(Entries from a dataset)
▬▬▬

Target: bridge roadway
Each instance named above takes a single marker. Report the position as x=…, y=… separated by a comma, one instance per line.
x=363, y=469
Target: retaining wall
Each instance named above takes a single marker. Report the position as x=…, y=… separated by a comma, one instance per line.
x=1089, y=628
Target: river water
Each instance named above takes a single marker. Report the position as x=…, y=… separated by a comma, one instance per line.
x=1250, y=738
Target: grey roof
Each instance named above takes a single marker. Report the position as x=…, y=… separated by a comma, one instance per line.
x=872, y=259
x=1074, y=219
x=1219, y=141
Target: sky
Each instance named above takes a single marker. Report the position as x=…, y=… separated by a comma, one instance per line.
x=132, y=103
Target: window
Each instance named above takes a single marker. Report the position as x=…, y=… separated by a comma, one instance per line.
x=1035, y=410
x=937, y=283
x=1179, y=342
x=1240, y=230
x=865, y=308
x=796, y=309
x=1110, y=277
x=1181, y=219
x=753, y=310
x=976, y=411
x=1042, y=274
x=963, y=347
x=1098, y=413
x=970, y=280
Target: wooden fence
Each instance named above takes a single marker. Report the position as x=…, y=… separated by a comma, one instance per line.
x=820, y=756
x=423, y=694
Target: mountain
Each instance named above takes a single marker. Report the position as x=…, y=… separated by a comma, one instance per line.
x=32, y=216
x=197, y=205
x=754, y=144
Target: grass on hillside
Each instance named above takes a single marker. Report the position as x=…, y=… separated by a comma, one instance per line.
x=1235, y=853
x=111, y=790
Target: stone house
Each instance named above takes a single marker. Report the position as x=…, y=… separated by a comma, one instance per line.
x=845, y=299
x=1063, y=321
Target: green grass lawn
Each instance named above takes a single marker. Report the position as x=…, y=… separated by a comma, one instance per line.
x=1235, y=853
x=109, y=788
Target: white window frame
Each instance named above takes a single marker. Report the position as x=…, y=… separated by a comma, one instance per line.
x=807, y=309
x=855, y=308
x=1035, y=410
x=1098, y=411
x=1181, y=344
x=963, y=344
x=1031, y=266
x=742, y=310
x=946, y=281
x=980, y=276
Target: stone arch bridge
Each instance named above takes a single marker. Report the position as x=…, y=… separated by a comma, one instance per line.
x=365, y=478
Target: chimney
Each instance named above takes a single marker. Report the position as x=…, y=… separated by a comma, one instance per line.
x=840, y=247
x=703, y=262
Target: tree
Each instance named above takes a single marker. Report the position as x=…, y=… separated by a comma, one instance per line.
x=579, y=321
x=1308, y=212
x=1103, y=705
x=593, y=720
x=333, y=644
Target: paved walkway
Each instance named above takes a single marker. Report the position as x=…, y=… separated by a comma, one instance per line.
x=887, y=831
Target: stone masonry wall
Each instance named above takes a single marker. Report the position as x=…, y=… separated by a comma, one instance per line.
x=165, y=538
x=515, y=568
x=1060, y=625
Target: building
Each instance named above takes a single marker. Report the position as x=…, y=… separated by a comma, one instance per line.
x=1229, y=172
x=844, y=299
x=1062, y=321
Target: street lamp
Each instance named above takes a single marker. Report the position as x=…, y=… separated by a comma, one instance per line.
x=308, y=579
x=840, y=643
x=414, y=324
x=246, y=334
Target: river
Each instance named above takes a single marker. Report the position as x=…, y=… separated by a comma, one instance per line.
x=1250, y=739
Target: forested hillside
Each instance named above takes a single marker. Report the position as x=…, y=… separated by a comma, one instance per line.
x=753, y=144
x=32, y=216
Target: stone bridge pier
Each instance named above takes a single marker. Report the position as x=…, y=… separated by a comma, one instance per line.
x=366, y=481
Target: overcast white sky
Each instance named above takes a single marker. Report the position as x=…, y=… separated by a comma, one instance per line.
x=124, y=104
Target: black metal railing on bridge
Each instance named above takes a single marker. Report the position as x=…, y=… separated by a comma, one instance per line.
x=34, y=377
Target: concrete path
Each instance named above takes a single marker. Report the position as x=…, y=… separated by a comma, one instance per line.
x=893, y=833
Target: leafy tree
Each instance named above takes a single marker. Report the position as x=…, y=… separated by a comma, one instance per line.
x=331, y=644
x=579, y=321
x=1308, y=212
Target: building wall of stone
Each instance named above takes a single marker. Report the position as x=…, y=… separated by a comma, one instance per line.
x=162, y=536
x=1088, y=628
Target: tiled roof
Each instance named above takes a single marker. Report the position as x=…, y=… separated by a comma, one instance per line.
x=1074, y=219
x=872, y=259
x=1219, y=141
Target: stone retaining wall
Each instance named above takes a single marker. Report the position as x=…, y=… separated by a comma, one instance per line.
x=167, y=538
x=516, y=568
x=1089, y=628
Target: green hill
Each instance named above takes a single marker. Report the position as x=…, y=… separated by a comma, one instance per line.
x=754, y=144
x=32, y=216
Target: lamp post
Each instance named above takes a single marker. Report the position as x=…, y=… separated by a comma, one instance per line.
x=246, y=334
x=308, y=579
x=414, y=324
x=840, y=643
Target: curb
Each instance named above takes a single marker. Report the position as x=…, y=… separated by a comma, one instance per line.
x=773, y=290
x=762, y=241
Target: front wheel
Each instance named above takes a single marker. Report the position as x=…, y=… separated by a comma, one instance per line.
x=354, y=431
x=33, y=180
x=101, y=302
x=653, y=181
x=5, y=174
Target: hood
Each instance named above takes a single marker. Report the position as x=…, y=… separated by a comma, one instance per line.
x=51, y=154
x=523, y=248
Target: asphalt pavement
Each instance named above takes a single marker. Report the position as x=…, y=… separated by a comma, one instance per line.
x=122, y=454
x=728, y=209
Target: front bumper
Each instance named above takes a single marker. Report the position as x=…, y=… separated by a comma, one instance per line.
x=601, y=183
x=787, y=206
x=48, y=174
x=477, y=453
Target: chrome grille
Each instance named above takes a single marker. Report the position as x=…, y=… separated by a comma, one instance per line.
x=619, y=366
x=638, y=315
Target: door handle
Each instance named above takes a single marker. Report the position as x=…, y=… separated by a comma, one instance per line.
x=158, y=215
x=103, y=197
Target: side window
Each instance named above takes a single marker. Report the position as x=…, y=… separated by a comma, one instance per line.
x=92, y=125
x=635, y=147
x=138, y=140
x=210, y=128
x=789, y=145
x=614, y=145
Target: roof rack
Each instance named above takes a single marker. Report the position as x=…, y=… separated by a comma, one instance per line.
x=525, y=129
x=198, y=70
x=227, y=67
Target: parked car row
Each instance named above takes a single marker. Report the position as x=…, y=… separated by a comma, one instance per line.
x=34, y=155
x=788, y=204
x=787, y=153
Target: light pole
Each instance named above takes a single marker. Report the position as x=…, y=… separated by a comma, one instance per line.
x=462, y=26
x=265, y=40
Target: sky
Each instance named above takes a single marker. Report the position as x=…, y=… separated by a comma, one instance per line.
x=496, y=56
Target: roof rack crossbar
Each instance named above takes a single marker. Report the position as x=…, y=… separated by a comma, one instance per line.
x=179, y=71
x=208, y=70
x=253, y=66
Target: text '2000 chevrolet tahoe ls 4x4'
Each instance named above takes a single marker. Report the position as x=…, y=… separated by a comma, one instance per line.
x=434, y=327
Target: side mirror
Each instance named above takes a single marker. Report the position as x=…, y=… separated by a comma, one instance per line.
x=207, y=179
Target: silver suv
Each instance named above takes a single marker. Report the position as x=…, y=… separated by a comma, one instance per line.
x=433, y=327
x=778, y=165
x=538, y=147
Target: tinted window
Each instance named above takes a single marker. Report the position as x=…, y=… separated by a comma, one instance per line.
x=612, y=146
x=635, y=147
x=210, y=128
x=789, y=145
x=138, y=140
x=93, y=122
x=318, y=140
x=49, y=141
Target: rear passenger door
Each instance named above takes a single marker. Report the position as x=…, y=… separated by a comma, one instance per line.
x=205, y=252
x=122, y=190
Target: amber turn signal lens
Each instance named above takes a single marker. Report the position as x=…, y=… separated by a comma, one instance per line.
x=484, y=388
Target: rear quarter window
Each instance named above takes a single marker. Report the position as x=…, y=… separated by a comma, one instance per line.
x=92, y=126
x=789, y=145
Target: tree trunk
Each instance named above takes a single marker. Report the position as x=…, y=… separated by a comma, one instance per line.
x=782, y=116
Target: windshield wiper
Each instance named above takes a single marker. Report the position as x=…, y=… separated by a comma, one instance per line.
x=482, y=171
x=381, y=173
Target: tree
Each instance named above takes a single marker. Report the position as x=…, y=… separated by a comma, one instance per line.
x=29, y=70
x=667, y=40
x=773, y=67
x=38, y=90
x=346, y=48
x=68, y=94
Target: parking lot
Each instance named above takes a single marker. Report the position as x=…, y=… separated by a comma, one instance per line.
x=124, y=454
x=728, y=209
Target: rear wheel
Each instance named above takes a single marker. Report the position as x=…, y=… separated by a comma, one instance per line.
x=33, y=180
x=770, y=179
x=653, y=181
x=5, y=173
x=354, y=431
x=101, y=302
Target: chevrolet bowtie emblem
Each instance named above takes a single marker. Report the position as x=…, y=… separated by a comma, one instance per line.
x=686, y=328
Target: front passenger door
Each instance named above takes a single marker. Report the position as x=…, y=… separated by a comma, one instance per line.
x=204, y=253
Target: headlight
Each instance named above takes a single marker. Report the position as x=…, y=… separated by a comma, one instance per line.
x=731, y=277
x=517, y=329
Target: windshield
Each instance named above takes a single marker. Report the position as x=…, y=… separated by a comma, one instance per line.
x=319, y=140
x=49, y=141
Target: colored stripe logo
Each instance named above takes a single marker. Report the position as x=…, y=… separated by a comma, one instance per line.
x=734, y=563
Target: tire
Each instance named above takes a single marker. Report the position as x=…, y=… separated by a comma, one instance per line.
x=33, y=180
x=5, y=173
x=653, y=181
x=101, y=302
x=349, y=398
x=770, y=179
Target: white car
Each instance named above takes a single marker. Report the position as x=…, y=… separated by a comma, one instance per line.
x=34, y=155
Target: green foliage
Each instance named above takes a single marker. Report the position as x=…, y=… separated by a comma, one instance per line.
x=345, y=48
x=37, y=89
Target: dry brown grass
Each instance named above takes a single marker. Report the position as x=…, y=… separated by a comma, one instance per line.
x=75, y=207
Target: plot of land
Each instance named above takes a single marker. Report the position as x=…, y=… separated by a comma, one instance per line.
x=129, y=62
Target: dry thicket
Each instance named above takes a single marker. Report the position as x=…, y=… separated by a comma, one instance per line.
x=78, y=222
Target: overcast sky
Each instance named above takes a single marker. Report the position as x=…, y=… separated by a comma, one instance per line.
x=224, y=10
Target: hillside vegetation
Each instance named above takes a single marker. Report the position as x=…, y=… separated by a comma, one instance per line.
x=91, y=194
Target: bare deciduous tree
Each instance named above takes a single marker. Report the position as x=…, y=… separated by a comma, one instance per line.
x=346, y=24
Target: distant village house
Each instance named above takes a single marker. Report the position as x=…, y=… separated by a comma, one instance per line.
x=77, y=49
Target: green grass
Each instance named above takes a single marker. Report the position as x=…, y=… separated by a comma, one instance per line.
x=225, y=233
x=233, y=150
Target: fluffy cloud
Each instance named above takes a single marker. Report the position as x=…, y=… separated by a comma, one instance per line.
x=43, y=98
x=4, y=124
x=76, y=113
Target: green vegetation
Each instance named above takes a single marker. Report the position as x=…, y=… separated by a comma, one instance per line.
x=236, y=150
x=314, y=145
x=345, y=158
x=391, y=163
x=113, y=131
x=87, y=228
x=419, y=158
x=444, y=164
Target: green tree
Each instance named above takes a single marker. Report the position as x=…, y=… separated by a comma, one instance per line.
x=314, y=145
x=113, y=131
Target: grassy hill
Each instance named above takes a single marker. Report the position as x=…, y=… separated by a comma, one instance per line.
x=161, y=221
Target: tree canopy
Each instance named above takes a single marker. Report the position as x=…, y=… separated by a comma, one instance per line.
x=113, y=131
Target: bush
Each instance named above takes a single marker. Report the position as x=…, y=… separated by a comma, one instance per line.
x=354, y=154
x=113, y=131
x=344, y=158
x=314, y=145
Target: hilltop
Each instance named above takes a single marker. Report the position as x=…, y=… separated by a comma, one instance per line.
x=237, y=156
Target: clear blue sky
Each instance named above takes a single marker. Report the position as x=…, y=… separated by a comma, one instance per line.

▬▬▬

AIM OF THE TASK: Begin at the line that has "Target: bare deciduous tree" and stop after the line that has "x=233, y=150". Rewrite those lines with "village" swapped for "farm" and everything else left as it is.

OUTPUT FOR THIS TASK:
Target: bare deciduous tree
Each instance named above takes a single marker. Report the position as x=…, y=… separated by a comma, one instance per line.
x=346, y=24
Target: distant farm house
Each instance named above takes a single marker. Report the position as x=…, y=… separated by a comma, one instance per line.
x=77, y=49
Target: green grass
Each instance named above takes a single marker. Report the position as x=…, y=… separated by a comma, one instance per line.
x=225, y=233
x=233, y=150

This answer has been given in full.